● **Prompt**: Reproduce all the entries, matching the original word for word.

Entries taken from a collection:
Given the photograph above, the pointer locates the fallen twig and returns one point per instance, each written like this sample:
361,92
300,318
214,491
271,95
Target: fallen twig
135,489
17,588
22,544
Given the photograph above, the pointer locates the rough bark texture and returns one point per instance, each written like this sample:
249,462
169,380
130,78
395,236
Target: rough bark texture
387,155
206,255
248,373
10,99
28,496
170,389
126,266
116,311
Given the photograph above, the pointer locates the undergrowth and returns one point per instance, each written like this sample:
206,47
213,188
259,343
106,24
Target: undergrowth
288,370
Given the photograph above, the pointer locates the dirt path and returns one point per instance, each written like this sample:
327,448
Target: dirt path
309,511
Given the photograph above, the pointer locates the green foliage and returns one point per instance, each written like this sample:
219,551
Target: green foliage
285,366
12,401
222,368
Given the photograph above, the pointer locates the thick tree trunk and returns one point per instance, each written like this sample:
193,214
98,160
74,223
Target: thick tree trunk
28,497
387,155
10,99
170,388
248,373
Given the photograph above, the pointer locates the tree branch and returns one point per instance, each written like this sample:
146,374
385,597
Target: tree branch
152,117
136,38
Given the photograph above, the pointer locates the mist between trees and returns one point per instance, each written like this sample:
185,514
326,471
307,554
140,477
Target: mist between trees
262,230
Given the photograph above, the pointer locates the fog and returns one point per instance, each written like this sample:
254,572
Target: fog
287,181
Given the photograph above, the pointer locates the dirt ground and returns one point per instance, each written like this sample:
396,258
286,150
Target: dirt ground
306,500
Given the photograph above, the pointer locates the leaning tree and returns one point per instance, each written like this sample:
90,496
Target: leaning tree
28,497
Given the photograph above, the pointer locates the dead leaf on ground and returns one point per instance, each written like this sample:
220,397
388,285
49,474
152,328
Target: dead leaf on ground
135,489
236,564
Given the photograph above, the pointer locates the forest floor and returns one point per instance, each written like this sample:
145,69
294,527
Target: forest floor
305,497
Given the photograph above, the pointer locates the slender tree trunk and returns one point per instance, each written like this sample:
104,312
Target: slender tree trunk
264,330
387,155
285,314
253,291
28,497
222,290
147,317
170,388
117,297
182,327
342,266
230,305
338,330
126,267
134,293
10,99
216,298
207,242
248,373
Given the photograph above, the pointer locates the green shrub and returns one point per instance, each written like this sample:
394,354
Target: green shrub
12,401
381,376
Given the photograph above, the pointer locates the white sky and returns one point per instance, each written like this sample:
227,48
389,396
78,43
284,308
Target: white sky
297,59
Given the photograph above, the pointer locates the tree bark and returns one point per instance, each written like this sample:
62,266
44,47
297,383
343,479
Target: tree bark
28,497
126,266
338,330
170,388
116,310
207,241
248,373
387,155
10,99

● **Your response**:
Given the photograph above, the pointer locates the fallen twig and returns one point per instance, each written like this sample:
361,92
300,318
214,491
271,95
Target: fallen twig
135,489
17,588
22,544
Given the photograph above, the pointer locates the rough bark texture and returns one point per instance, each written like this sample:
249,462
169,380
130,78
395,236
Target: rough bark texture
387,155
206,255
248,373
10,99
28,496
170,389
126,266
116,311
Given the photograph above, the pointer locates the undergrowth and returns one point per instance, each written like this sample:
206,47
213,188
259,343
106,24
Target: undergrowth
288,370
Given the photograph above, the pointer locates the dirt path and returns one point per instance, each written like this sample:
327,448
Target: dirt path
309,511
Given the photograph above, the pointer locates the green foliage and returns one point per instance, each written like this sample:
219,551
Target: green foliage
285,366
12,401
222,368
Given the photograph above, the pointer locates the thick tree trunk and returns one point per instance, each written like this sample:
193,214
98,160
74,223
Target: thick tree trunk
28,497
387,155
10,99
170,388
248,373
Given the photograph above, the pointer locates the tree branch and returns one point per instance, each written like this sample:
146,374
385,597
Target: tree branch
152,117
136,38
Given the photograph above, the pointer locates the mist between trees and returns one point per instance, each written like this sample:
185,514
326,471
307,554
140,477
Target: mist between trees
262,230
Given the photograph above, the pointer locates the fog and returns one point per instance, each written like this sample:
254,572
Target: fog
287,181
Given the photograph above, the pointer locates the dirt ground and returns one point per instance, each written like this sample:
396,258
286,150
Target: dirt ground
306,500
Given the photograph above, the pointer locates the leaning tree and returns one point per instance, each written like this sample:
90,496
Target: leaning tree
28,497
Given the photograph above, the pointer locates the dead leaf on ground and returns one point per instance, each written like this sample:
220,397
388,285
49,474
152,328
Target: dead leaf on ground
135,489
236,564
Given the photograph above, the pointer locates the forest floor and returns one point per instance, each written like this sample:
145,69
294,527
Target: forest floor
305,497
Given the photograph above, the pointer locates the slender tree trunk and returns one point per instance, each written like this sample:
104,312
Target: slender tree trunk
264,330
387,155
285,314
253,291
28,497
222,290
147,317
170,388
117,297
182,327
342,266
230,305
338,330
126,267
134,293
10,99
216,298
207,242
248,373
Given the photograph above, the pointer locates the green shrub and returns one point per instance, each written like this sample:
394,354
Target: green shrub
12,401
381,376
Given the photograph above, the pointer locates the white sky and returns one point per instance, each written like this sample:
227,48
389,396
78,43
284,308
Target: white sky
297,59
Given the photograph above, the pointer locates the tree bark and returns one point per instance, each written like this sample:
62,266
44,47
297,383
343,479
Target: tree bark
28,497
126,266
338,330
170,388
116,310
207,241
248,373
387,155
10,99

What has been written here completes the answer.